882

882

Примечание к №878

Толстой был неумным человеком в обыденной сфере

Мережковский с непревзойденным блеском разоблачил утончённейшее сибаритство Толстого, лишь вначале и для неопытного глаза выглядящего этаким аскетом. На самом деле вегетарианство великого писателя было вкусной и здоровой диетой, стоившей гораздо дороже обычной пищи; его одежда, внешне простая и непритязательная, была идеально продумана для условий сельской жизни и шилась по «индивидуальному заказу»; рабочий кабинет, якобы скромный, оказывался на поверку невиданной роскошью, мечтой любого человека, занимающегося интеллектульным трудом; одиночество и затворничество Толстого оборачивалось счастливой жизнью патриарха огромного клана любящих и боготворящих его людей и т. д. и т. д.

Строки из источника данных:
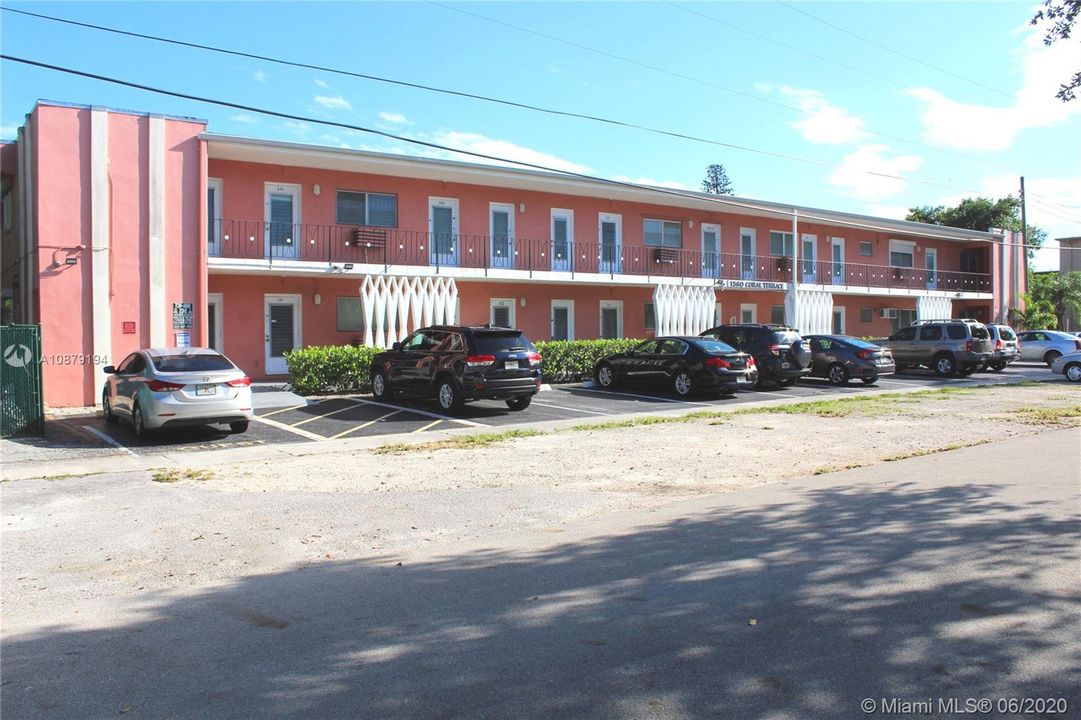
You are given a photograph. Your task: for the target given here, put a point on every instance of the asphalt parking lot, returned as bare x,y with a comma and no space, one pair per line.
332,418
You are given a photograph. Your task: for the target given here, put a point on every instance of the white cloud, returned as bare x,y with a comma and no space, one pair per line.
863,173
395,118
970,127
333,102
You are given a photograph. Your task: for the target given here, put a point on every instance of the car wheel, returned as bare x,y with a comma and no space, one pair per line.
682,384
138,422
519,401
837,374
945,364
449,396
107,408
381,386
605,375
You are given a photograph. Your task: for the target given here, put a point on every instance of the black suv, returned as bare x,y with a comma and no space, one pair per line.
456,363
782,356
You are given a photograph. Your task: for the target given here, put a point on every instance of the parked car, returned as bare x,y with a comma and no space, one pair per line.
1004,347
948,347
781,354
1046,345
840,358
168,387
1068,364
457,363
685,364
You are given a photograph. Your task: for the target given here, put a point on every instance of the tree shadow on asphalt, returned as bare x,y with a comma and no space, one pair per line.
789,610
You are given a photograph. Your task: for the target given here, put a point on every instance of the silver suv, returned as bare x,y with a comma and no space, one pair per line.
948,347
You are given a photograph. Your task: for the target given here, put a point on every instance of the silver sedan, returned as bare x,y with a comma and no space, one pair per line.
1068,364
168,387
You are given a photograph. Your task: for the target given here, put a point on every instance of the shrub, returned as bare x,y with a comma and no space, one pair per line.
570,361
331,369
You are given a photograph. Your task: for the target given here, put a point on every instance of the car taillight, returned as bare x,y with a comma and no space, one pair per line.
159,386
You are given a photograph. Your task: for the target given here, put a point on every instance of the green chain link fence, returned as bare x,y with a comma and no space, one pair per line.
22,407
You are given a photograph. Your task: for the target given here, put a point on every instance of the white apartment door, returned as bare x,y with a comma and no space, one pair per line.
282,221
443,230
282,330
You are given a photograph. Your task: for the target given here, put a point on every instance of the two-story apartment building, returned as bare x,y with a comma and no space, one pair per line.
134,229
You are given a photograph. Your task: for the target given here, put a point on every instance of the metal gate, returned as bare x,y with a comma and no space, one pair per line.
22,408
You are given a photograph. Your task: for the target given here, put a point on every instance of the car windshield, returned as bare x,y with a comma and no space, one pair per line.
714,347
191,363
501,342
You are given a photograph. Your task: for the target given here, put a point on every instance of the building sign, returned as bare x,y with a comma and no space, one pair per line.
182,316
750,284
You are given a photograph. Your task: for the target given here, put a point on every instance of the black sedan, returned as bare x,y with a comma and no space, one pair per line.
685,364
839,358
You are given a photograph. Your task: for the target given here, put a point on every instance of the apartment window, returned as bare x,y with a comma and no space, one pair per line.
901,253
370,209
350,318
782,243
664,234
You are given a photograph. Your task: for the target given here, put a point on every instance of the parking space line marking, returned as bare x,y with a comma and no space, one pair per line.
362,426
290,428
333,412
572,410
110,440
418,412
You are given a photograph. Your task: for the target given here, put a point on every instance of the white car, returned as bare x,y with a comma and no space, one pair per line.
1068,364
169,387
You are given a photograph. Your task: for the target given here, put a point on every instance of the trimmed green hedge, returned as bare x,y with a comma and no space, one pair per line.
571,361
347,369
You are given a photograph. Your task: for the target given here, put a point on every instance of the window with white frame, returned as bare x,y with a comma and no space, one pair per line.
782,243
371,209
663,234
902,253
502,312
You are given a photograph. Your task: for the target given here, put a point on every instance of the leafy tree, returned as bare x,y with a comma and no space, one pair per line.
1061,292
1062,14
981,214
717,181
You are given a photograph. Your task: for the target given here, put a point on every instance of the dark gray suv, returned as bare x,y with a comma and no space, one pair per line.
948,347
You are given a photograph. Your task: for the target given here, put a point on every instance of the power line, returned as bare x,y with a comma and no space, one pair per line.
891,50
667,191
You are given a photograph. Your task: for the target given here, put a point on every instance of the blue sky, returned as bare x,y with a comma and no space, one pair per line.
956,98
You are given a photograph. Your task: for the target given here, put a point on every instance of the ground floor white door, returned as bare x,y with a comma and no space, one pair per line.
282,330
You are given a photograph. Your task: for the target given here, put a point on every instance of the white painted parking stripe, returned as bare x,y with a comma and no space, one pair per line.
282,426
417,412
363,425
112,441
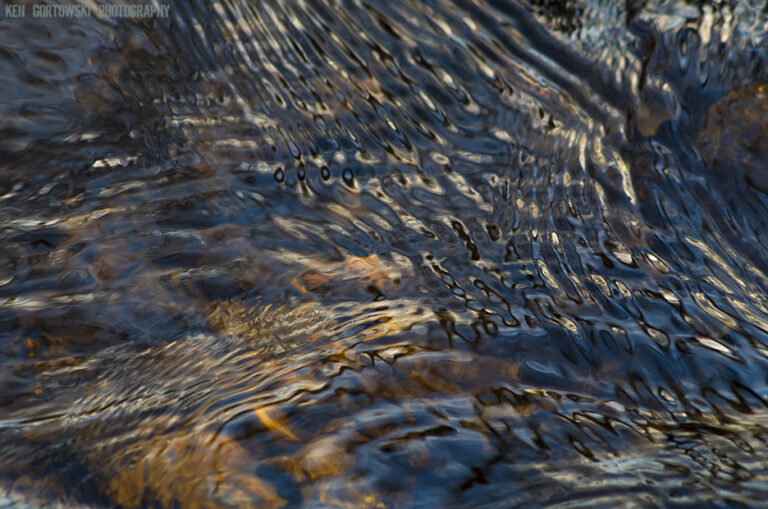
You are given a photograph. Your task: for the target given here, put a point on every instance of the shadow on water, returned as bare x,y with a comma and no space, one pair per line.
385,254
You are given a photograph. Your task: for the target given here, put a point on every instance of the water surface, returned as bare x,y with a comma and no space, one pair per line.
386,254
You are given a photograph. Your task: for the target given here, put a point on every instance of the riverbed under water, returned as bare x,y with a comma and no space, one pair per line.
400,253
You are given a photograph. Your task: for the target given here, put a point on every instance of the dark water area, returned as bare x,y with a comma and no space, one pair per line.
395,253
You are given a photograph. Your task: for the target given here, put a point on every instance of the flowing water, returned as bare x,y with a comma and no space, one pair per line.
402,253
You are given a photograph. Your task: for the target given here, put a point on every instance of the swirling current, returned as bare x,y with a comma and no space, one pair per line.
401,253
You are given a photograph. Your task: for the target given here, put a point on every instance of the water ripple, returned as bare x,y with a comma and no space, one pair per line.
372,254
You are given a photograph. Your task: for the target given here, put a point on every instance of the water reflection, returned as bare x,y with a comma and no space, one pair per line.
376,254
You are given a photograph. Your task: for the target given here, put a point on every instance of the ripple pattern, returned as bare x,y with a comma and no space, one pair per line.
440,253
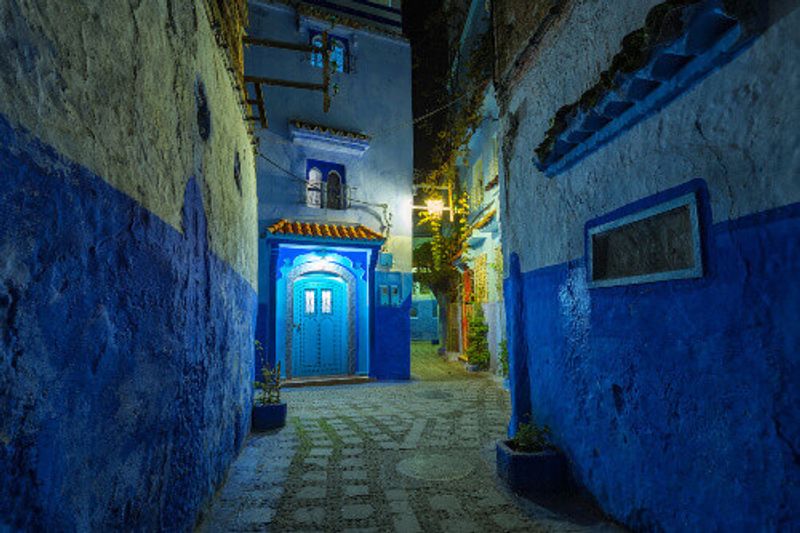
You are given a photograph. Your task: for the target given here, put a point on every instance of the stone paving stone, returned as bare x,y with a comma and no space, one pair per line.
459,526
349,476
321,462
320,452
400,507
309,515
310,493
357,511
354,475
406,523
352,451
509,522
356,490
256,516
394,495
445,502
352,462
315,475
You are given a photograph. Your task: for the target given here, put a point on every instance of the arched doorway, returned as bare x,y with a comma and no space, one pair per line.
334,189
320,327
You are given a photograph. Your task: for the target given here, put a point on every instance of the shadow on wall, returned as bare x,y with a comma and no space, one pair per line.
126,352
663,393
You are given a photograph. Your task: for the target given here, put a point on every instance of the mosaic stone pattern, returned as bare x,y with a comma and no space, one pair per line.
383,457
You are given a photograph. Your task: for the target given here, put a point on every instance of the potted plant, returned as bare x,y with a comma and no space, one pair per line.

* * *

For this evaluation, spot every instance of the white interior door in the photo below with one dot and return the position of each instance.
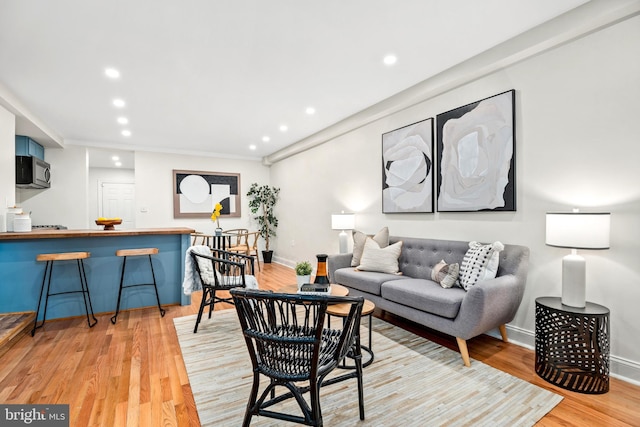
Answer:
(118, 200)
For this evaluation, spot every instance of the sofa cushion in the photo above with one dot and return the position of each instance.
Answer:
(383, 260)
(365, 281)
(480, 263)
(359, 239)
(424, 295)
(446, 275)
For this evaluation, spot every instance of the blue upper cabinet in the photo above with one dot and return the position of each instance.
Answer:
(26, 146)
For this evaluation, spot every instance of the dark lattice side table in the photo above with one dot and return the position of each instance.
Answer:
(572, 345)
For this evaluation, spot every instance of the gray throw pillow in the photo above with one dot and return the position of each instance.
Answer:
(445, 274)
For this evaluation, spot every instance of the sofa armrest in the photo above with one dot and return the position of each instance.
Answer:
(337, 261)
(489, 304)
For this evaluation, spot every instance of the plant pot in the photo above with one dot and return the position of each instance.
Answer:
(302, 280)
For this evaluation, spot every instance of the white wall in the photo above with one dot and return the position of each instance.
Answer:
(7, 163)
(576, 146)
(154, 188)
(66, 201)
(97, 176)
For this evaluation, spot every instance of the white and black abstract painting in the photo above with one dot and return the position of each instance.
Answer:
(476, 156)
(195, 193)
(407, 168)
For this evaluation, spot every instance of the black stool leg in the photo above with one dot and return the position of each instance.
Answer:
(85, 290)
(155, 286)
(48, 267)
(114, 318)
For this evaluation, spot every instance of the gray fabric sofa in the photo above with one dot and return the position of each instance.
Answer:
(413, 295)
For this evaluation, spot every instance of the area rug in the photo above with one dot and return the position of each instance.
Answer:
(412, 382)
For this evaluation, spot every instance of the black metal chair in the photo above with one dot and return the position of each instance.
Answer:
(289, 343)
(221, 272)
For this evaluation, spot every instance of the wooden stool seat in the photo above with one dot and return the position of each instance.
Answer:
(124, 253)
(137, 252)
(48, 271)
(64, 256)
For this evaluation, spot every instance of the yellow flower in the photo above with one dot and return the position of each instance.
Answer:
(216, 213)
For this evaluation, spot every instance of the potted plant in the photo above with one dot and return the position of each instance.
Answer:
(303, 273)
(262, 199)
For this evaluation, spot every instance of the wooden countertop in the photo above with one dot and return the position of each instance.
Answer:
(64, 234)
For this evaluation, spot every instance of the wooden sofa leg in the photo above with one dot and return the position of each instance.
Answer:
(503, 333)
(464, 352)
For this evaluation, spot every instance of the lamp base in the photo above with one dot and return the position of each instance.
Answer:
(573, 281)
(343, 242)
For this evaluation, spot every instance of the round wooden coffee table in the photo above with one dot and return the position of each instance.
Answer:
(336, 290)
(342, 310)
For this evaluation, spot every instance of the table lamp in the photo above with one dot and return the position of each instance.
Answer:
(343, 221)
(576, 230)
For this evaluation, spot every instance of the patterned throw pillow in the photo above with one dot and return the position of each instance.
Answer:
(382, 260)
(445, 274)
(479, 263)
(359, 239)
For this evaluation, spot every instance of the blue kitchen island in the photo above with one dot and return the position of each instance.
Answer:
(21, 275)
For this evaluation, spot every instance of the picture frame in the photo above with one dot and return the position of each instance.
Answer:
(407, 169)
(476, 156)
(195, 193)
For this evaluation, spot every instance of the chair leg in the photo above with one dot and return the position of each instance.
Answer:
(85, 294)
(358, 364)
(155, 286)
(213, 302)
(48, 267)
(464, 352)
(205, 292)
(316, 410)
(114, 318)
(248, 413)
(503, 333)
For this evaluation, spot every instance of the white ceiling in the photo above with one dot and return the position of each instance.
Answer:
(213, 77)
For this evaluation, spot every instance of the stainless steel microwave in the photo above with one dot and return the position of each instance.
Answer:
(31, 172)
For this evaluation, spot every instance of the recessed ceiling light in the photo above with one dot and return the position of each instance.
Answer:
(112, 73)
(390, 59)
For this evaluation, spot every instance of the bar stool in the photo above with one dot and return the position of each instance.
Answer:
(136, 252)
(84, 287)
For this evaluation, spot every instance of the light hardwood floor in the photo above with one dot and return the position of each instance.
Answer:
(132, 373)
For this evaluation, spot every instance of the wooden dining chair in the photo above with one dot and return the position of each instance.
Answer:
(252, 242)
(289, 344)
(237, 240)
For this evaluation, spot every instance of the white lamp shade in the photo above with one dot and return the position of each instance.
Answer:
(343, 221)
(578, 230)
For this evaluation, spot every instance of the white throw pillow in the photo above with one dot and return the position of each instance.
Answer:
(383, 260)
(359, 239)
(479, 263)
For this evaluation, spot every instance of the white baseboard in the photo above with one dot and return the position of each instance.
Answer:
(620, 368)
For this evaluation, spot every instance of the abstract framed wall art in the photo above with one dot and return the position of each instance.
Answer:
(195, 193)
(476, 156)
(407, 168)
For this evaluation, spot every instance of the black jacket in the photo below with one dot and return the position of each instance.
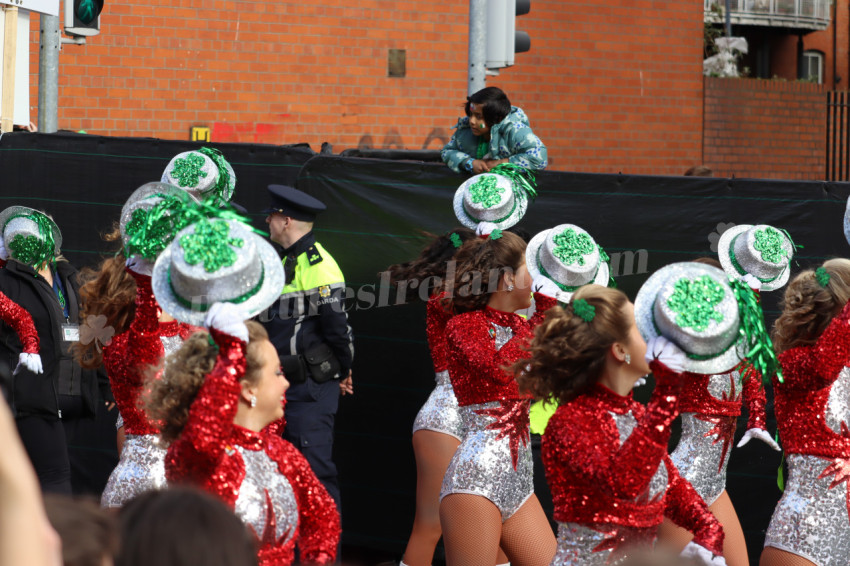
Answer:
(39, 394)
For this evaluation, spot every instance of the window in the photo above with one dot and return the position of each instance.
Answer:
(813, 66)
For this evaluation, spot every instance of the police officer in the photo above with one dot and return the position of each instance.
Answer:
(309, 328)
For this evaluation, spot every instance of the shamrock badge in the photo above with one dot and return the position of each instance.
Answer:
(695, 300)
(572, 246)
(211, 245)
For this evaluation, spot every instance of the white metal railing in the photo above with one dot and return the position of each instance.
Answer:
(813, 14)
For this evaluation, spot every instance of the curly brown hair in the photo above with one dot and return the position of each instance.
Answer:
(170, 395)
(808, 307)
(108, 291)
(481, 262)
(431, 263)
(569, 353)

...

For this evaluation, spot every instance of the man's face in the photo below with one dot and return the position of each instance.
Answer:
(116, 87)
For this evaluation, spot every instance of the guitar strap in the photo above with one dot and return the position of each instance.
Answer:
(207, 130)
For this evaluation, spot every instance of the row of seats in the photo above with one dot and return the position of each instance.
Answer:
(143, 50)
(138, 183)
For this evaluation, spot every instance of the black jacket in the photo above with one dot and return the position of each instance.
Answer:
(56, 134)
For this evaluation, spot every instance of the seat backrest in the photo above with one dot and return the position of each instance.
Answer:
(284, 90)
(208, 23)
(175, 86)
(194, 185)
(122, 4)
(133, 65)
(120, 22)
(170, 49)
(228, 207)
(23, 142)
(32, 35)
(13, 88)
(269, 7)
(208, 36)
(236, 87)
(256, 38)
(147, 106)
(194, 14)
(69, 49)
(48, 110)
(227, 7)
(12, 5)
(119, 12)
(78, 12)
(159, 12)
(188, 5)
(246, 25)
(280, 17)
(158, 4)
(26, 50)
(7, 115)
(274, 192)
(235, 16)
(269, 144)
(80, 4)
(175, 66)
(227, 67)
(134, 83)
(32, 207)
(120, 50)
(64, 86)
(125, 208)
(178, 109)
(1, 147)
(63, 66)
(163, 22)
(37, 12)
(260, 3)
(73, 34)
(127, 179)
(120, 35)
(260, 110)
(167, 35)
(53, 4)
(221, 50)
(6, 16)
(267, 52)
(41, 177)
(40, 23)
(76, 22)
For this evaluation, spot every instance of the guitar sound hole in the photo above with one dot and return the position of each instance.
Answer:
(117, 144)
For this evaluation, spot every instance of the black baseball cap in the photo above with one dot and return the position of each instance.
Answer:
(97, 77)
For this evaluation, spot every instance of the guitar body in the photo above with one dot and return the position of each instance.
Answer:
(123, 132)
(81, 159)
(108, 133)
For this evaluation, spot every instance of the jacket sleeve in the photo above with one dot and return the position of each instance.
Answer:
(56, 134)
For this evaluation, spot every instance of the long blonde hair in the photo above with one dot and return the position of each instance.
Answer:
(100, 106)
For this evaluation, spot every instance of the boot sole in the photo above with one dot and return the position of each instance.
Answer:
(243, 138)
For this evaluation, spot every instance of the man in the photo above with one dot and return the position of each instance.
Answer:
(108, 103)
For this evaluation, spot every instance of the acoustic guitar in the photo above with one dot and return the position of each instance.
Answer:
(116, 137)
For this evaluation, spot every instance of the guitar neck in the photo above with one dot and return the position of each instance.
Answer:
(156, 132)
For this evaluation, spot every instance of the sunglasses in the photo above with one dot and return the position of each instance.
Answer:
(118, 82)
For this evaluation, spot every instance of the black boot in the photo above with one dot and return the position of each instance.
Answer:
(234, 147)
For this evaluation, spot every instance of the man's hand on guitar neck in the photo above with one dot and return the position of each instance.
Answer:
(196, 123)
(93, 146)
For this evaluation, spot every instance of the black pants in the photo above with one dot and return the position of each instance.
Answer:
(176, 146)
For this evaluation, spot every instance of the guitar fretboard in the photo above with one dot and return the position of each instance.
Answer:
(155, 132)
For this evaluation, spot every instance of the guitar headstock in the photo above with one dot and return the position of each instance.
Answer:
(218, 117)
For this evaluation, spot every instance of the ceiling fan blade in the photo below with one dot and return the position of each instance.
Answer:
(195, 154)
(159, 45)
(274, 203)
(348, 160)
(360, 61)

Задание A
Определите, согласуются ли с отрывком о Толстом следующие утверждения: (i) вегетарианская диета Толстого обходилась дешевле обычной пищи; (ii) рабочий кабинет Толстого на деле был скромным; (iii) Толстой жил в окружении любящих его людей. На каждое ответьте «да» или «нет» и точно процитируйте решающие слова отрывка.
Задание B
Подхватите отрывок о Толстом и продолжите его после последнего приведенного предложения.

Ответ A
(i) Нет: «стоившей гораздо дороже обычной пищи».
(ii) Нет: «рабочий кабинет, якобы скромный, оказывался на поверку невиданной роскошью».
(iii) Да: «счастливой жизнью патриарха огромного клана любящих и боготворящих его людей».

Ответ B
Но Мережковский, кажется мне, не прав, приписывая все эти заслуги житейской сметке и расчётливости Толстого. Как раз никакой сметки у него не было, и сам он не смог бы ни пищи себе приготовить, ни одежды сшить или подобрать, ни создать условий для работы, ни воспитать детей. У Толстого был талант профессионального аппаратчика, человека, умеющего подбирать кадры. Плюс второй брежневский талант – спокойная уверенность, пассивность, способность в известный момент не соваться куда не надо и идти на неофициальный, никак не обговоренный ленивый компромисс. Позволял работать на себя, но смотрел на это сквозь пальцы. Собственно, Мережковский к этому и подошёл, но остановился и не сделал соответствующего вывода.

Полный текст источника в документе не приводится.